▶ [RECORDS SHOWN]
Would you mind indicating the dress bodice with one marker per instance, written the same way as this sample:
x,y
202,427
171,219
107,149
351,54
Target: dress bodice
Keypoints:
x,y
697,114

▶ [WHAT TO DO] Copy out every one of the lines above, word for word, with nothing added or changed.

▶ [RESPONSE TO THE TASK]
Would you mind indicating the dress bodice with one marker per instance, written the same way as this sample:
x,y
202,427
171,219
107,149
351,54
Target: dress bodice
Keypoints:
x,y
697,114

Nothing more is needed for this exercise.